##### Fragmento para leer

Cada vez que Tom Hanks o el locutor del evento anunciaban el próximo acto yo me preguntaba cuándo iban a nombrar a una cantante o grupo de jazz, a un mariachi, un conjunto o una orquesta de salsa. Cuando vi el nombre de Manuel Lin-Miranda pensé que me tendría que conformar con una canción de In the Heights o de Hamilton o algo así pero definitivamente nada de salsa. Me quedé frustrado al ver a Lin-Miranda recitar un poema de un poeta irlandés pero me consoló haber visto a J-Lo en su atuendo blanco majestuoso y su cara iluminada cantando con dulzura y sentimiento e intercalando versos en español, la canción de Woody Guthrie «This Land is your Land,» una puertorriqueña del Bronx colonizando el territorio americano a son de armonía y solidaridad. Una pena que no hubo salsa ni jazz pero al menos escuchamos una pizca de reguetón.
De Amanda Gorman ofreciendo su visión juvenil y sabia, optimista y multicultural, con su traje amarillo resaltando su piel negra deslumbrante y su diadema roja enmarcando su moño escultural, a Bruce Springteen con una simple guitarra acompañando su voz ronca y conmovedora instándonos a ver al país como una tierra de sueños y esperanza; de Tim McGraw con su sombrero negro de charol y su chaleco negro acolchonado, haciendo un llamado a la unidad sin sonar cursi, a Katy Perry con su manto blanco con botones rojos y azules, cuya figura fue eco de la de Lincoln iluminada en la distancia, terminando su acto con una pose mimética de la estatua de la libertad y cantando que el arcoiris siempre viene después del huracán, la noche del 20 de enero fue emblema inmaculado de la belleza americana.
Es cierto que la postura y expresión facial de Bernie Sanders gritaban retraimiento pero ¿qué se puede esperar de alguien que se distingue por ser huraño no importa la circunstancias? No obstante, Sanders es símbolo de un aspecto importante de la belleza americana: el pensamiento disidente y crítico. Más allá de todos los memes que circularon en las redes sociales y los medios noticiosos al otro día del acto, su postura es también emblema de la seriedad de los retos que la administración de Biden y Harris tendrá que enfrentar. Son retos que nos competen a todos y debemos contribuir a superarlos, no a la manera servil del Trumpismo Republicano sino apoyando lo bueno y criticando lo malo. Aunque esta América de la que hablo no es la América de la que hablaba Martí, debemos ser portaestandartes de su belleza siguiendo la pauta de la canción que J-Lo cantó pues la tierra norteamericana es también nuestra América.

##########
##### Extractos de filas

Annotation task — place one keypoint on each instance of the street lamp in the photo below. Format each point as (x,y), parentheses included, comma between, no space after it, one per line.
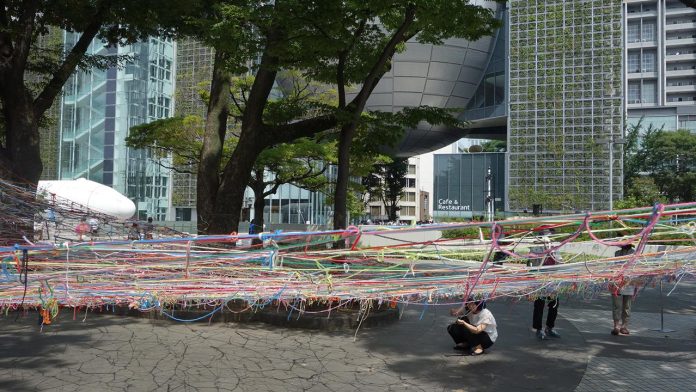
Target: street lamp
(611,141)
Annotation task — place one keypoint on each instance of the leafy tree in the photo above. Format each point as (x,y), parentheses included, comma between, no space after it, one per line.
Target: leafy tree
(23,24)
(392,187)
(302,163)
(494,146)
(345,44)
(642,192)
(669,158)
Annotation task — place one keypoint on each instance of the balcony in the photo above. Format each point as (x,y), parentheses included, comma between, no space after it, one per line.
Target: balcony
(680,57)
(688,88)
(681,72)
(641,44)
(683,10)
(680,26)
(642,75)
(679,41)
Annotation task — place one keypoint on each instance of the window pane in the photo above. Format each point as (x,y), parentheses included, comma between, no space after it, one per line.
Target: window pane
(633,92)
(649,92)
(633,62)
(649,61)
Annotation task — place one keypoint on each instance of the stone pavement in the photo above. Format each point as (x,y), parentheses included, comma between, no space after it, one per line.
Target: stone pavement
(109,353)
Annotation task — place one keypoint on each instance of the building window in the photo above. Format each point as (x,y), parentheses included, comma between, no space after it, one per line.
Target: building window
(634,32)
(408,211)
(649,60)
(633,92)
(409,182)
(649,92)
(633,62)
(649,31)
(183,214)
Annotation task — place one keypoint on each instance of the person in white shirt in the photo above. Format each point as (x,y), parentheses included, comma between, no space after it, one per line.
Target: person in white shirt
(622,299)
(477,330)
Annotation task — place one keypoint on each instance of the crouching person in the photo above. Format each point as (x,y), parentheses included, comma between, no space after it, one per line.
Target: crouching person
(476,330)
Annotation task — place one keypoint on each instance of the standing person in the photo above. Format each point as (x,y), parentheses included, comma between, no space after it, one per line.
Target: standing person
(134,232)
(476,331)
(149,229)
(539,303)
(81,229)
(622,299)
(93,225)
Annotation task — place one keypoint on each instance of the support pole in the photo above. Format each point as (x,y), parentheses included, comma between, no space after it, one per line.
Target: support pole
(662,315)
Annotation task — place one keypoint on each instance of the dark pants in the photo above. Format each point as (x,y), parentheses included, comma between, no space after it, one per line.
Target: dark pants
(460,334)
(539,312)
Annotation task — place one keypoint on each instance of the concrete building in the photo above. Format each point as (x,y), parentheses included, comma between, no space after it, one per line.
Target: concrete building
(99,107)
(660,52)
(413,205)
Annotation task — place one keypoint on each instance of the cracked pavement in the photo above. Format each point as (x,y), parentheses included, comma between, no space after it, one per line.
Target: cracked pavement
(112,353)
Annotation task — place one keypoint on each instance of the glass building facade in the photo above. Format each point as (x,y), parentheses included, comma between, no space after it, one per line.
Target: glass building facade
(566,97)
(660,52)
(460,186)
(98,109)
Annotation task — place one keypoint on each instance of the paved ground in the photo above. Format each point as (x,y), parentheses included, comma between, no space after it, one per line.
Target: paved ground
(107,353)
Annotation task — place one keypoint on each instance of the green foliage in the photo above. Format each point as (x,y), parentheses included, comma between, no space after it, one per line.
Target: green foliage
(642,192)
(659,165)
(494,146)
(386,183)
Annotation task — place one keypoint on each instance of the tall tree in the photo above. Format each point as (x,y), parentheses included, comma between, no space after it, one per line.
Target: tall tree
(22,24)
(342,43)
(391,186)
(669,158)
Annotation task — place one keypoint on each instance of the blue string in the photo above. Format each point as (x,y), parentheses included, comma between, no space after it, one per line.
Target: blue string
(171,316)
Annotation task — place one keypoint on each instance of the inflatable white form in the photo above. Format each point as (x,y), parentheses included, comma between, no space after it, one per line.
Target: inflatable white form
(95,196)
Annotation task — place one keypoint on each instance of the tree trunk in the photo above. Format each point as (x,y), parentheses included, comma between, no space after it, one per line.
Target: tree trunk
(259,205)
(341,191)
(208,179)
(230,195)
(259,187)
(22,156)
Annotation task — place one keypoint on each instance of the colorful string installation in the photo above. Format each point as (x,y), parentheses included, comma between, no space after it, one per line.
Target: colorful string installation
(489,260)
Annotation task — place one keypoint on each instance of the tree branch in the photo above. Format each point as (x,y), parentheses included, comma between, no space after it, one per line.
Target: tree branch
(378,69)
(23,46)
(261,88)
(55,85)
(304,128)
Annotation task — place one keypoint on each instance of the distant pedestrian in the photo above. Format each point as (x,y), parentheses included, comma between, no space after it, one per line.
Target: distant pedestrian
(93,225)
(149,229)
(81,229)
(539,303)
(622,299)
(476,330)
(134,232)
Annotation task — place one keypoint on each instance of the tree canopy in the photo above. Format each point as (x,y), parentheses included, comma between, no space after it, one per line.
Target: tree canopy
(348,45)
(659,165)
(32,78)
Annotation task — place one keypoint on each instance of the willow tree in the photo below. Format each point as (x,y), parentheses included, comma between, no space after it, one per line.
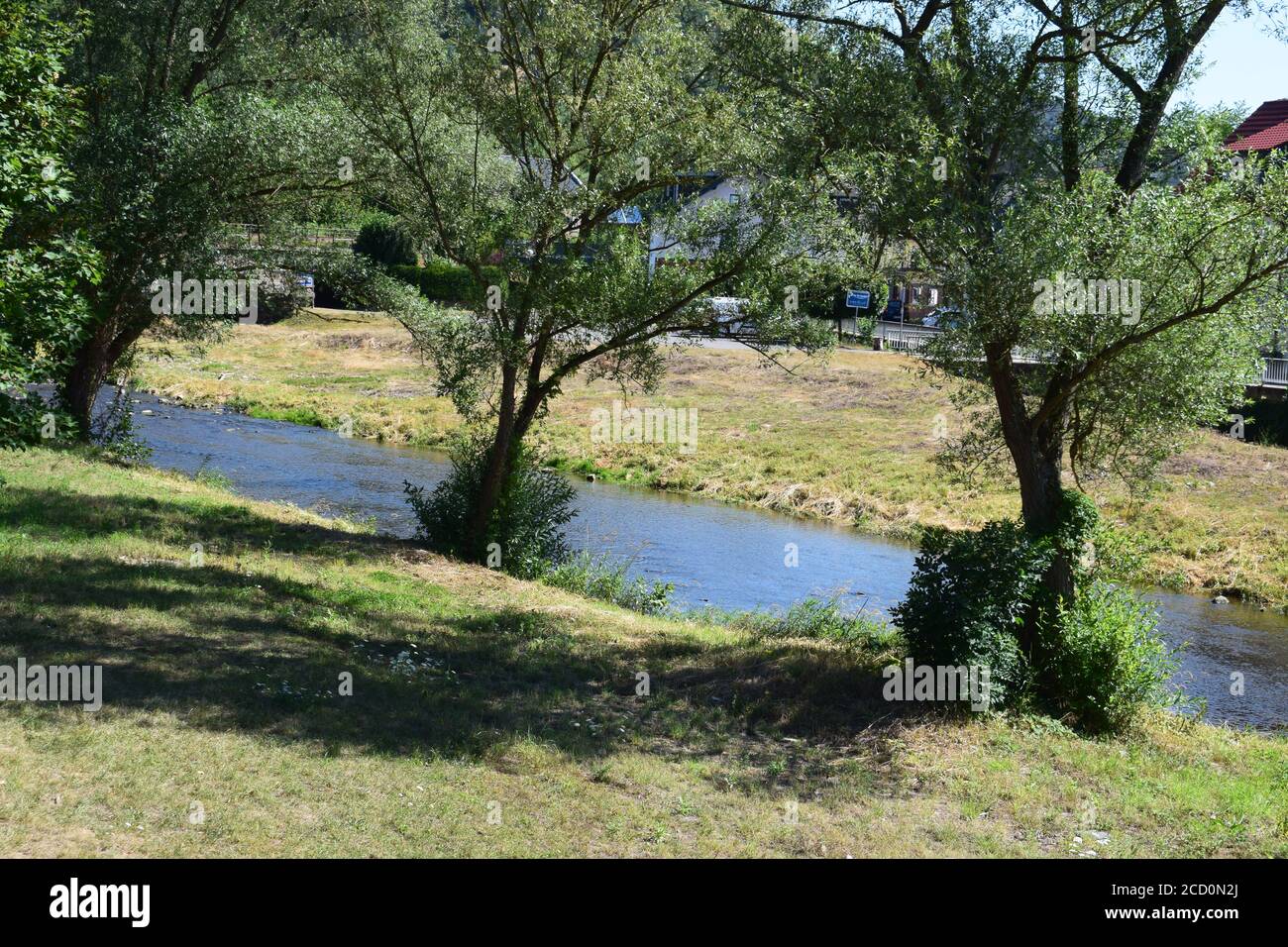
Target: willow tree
(40,265)
(557,142)
(1051,158)
(196,115)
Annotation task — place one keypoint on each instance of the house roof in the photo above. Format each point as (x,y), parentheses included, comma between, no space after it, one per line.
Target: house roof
(1265,129)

##########

▶ [Requisitos del ejercicio]
a) Indica si cada afirmación coincide con la crónica sobre la investidura y respalda tu respuesta con las palabras exactas del texto que lo deciden: (i) Lin-Miranda recitó un poema de un poeta irlandés; (ii) durante el acto se escuchó salsa; (iii) Katy Perry cerró su actuación imitando la pose de la estatua de la libertad.
b) Cita textualmente el pasaje de la crónica sobre la investidura que empieza con las palabras que contienen "Cada vez que" y termina con "pizca de reguetón.".
c) Escribe lo que sigue a la última oración de la crónica sobre la investidura.
Las filas no hacen falta para resolver nada de este ejercicio.

▶ [Respuestas]
a)
(i) Sí: «Me quedé frustrado al ver a Lin-Miranda recitar un poema de un poeta irlandés».
(ii) No: «Una pena que no hubo salsa ni jazz».
(iii) Sí: «terminando su acto con una pose mimética de la estatua de la libertad».

b)
Cada vez que Tom Hanks o el locutor del evento anunciaban el próximo acto yo me preguntaba cuándo iban a nombrar a una cantante o grupo de jazz, a un mariachi, un conjunto o una orquesta de salsa. Cuando vi el nombre de Manuel Lin-Miranda pensé que me tendría que conformar con una canción de In the Heights o de Hamilton o algo así pero definitivamente nada de salsa. Me quedé frustrado al ver a Lin-Miranda recitar un poema de un poeta irlandés pero me consoló haber visto a J-Lo en su atuendo blanco majestuoso y su cara iluminada cantando con dulzura y sentimiento e intercalando versos en español, la canción de Woody Guthrie «This Land is your Land,» una puertorriqueña del Bronx colonizando el territorio americano a son de armonía y solidaridad. Una pena que no hubo salsa ni jazz pero al menos escuchamos una pizca de reguetón.

c)
El acto de apertura de la nueva administración federal culminó con un despliegue impresionante de fuegos artificiales. Ese momento, lleno de explosiones de color que al menos por un poquitín de tiempo ocuparon toda la pantalla, fue a la misma vez culminación y fanfarria, fue la clausura de un instante lleno de simbolismo patriótico del bueno –del que se afianza en sentimientos de comunidad, solidaridad, unidad, empatía, compasión y decencia– y el anuncio de la intención de prolongarlo. Apenas veinticuatro horas después del acto inaugural, en la Oficina Ovalada de la Casa Blanca, el retrato del esclavista genocida Andrew Jackson había sido reemplazado por un cuadro de Benjamin Franklin, una figura prominente de la Ilustración Americana. A espaldas del escritorio del presidente ahora está un busto de César Chávez. Esperemos que este momento de belleza americana perdure, dejando atrás la fealdad de los pasados cuatro años y que esa belleza no termine como siempre terminan los fuegos artificiales o peor.